- _Try it_: Each line that includes the word "below" should be copied from the records.

==========

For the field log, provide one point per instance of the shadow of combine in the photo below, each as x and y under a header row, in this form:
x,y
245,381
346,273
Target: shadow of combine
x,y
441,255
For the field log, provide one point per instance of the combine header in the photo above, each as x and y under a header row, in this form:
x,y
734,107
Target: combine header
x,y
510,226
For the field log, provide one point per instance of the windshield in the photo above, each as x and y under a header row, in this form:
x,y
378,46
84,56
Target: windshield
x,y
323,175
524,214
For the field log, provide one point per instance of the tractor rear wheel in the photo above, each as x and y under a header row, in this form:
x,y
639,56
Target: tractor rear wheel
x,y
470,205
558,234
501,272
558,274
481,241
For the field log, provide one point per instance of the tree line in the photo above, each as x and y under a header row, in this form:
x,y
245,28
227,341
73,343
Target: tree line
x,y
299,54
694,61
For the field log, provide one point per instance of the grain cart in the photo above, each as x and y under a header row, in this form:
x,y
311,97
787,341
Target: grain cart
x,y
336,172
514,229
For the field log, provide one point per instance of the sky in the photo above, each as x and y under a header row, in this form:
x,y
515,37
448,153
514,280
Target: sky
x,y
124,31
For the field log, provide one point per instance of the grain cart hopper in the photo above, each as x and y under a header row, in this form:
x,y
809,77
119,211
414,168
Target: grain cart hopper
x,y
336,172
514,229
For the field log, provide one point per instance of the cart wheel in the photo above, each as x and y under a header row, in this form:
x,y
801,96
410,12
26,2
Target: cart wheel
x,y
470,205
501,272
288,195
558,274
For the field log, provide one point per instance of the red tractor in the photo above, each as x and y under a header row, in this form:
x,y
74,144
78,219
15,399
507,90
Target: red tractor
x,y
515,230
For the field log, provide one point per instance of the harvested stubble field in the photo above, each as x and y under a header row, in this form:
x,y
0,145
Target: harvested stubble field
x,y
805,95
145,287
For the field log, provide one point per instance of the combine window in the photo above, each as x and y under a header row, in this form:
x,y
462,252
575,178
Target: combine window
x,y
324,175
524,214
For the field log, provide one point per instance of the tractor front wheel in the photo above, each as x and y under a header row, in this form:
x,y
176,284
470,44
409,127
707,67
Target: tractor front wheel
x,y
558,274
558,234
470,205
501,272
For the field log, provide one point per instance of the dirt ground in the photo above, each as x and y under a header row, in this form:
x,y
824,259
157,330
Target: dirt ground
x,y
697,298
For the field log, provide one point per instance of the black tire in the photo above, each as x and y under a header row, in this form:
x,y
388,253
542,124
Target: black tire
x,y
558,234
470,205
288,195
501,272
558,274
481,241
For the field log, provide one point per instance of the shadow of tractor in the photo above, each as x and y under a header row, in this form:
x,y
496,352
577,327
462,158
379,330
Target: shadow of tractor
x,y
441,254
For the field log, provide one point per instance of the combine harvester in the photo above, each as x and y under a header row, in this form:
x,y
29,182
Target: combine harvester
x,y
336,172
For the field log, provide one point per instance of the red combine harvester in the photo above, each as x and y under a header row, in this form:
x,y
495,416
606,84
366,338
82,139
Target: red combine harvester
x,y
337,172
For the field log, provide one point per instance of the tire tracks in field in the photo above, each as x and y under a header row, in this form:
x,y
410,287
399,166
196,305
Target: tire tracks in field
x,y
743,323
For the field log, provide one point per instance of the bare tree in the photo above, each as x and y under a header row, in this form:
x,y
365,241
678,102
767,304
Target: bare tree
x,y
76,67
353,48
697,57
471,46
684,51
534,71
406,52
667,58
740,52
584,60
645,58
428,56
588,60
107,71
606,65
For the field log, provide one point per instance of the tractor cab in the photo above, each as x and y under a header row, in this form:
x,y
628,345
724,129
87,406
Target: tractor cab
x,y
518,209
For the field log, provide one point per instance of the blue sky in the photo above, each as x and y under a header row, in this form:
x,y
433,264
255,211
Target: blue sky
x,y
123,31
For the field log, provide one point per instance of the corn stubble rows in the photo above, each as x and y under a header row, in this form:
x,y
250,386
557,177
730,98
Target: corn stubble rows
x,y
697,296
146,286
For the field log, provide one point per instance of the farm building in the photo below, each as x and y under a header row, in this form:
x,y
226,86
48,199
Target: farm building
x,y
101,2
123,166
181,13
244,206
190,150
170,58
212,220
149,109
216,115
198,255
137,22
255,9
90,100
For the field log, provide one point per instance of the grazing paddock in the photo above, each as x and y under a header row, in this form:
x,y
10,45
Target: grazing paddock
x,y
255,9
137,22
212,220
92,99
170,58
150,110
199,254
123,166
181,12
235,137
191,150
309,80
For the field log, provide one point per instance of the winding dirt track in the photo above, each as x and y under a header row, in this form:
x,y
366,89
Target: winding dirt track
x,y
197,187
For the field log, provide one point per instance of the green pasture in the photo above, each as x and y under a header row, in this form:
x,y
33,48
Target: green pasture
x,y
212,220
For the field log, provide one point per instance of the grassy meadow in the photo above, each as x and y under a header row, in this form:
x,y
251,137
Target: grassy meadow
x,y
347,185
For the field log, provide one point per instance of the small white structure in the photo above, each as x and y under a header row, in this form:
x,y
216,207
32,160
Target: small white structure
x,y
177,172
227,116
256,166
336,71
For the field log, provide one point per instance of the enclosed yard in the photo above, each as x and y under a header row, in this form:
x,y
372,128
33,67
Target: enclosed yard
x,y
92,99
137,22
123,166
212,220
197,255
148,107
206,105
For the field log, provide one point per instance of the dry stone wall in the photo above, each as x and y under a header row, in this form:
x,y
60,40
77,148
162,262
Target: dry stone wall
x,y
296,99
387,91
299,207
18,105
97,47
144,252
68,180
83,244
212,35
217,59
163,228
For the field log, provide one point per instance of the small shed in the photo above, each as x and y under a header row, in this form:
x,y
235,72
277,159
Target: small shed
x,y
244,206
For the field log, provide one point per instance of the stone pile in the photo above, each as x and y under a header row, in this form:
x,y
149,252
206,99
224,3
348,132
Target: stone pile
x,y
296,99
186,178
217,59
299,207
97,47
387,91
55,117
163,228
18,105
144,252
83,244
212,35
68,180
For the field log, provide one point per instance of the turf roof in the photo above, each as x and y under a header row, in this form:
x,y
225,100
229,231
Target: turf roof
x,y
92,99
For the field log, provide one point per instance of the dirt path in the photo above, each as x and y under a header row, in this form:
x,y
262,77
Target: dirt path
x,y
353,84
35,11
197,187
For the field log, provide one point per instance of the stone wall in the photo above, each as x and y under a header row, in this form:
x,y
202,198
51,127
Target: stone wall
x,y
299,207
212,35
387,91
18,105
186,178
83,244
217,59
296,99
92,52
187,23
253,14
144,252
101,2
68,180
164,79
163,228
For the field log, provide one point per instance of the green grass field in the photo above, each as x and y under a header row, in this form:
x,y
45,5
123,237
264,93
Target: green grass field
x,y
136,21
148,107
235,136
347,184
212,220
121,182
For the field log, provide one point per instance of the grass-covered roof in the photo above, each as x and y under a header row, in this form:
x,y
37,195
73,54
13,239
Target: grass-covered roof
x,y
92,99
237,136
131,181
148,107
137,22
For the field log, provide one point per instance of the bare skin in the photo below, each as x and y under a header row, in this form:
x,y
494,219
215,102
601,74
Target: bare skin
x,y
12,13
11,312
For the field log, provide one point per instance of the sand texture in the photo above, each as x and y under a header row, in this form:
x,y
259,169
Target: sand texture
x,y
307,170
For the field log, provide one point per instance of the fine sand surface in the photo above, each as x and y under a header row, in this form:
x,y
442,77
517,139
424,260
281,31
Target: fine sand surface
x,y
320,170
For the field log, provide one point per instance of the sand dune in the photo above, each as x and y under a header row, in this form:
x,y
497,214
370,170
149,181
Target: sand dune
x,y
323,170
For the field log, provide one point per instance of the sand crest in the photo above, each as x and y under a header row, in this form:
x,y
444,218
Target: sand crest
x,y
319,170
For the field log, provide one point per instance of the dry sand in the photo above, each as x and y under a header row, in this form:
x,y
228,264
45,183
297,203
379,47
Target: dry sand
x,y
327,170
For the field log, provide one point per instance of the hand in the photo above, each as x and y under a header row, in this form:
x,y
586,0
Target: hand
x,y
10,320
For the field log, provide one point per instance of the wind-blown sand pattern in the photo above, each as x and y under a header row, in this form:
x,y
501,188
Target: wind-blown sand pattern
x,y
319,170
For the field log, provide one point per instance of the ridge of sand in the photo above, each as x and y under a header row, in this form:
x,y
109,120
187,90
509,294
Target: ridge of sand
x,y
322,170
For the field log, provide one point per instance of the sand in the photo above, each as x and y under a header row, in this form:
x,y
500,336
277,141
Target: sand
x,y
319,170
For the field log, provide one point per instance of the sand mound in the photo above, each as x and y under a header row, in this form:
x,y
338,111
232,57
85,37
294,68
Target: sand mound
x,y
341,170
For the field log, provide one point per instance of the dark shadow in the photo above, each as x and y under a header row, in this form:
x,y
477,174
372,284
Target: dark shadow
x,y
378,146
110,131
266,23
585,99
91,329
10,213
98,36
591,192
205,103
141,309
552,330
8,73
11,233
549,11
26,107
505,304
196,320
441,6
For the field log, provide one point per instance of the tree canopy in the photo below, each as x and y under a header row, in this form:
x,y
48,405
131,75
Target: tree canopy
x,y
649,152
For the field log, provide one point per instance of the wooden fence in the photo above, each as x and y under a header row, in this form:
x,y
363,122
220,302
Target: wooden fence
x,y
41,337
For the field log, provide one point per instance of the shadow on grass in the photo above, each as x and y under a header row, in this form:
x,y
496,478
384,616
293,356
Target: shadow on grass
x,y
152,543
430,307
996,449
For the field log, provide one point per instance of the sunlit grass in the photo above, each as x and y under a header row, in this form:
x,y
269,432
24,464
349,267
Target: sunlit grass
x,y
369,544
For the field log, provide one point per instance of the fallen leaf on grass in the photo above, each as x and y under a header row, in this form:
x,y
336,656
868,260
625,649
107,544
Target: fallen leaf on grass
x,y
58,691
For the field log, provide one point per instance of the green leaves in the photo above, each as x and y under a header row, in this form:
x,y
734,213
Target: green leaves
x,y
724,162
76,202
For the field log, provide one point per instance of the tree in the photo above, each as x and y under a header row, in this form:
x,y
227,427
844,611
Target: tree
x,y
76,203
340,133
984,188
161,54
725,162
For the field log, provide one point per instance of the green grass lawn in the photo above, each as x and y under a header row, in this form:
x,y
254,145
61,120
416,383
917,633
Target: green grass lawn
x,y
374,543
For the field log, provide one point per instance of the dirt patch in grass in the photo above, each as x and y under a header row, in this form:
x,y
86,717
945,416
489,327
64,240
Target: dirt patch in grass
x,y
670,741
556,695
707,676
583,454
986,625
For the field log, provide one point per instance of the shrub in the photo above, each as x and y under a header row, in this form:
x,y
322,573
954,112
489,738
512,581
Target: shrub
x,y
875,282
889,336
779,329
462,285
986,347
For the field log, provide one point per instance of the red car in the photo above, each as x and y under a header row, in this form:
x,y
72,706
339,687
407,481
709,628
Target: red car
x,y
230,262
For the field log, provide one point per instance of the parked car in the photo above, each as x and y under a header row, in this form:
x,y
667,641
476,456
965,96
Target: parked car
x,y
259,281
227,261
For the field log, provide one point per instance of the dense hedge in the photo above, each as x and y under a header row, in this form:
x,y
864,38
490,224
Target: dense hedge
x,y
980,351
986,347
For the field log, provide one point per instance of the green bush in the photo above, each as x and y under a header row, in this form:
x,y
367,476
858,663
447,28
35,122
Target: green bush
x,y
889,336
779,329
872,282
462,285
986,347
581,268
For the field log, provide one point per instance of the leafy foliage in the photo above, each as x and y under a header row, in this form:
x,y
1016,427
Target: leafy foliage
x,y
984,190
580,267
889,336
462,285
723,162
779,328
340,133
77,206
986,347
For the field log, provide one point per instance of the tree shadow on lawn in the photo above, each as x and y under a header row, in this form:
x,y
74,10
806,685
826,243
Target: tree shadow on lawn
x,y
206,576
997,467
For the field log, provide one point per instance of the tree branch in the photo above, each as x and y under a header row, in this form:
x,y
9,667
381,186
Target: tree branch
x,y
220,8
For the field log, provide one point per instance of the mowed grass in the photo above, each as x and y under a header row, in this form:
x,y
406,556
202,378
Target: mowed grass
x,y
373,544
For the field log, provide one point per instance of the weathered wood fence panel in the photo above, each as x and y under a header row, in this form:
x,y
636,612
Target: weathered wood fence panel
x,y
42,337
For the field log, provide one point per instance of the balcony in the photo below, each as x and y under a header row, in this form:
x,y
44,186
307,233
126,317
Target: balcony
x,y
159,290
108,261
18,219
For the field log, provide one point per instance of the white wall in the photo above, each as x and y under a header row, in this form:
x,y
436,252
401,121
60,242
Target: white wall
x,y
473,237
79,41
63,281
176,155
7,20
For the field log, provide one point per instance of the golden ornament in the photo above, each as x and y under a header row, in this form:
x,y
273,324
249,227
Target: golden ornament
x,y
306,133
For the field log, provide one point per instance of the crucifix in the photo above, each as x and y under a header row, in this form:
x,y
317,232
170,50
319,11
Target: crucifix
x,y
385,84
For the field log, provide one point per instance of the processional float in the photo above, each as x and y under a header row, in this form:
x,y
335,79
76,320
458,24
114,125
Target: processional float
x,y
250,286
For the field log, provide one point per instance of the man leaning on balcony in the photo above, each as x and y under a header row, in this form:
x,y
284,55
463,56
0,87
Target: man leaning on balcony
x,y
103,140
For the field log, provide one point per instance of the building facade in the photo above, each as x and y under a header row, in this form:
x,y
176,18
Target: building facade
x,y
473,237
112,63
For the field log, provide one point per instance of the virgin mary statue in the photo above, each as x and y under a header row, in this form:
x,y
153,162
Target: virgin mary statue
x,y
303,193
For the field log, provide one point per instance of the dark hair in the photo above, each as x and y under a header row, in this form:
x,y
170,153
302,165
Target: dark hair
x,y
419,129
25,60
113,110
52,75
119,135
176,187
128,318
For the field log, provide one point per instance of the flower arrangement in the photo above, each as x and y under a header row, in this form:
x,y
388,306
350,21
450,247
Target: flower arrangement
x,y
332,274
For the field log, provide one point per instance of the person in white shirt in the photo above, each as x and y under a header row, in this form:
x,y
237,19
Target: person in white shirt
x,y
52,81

==========

- _Solution to this exercise_:
For the field log, provide one point per instance of the shadow of combine in the photo below, each as x and y under a header row, in this form:
For the field log, provide one point per instance of the farm building in the photo below, each as x and y under a header row, in this form:
For the field log, provide one point per instance of the bare skin in the photo below, each as x and y under a header row, in this form:
For the field log, provide one point per instance of the tree canopy in the photo below, each as x and y under a header row, in this form:
For the field log, provide one point per instance of the balcony in the photo below, each as x and y under a header row, in this form:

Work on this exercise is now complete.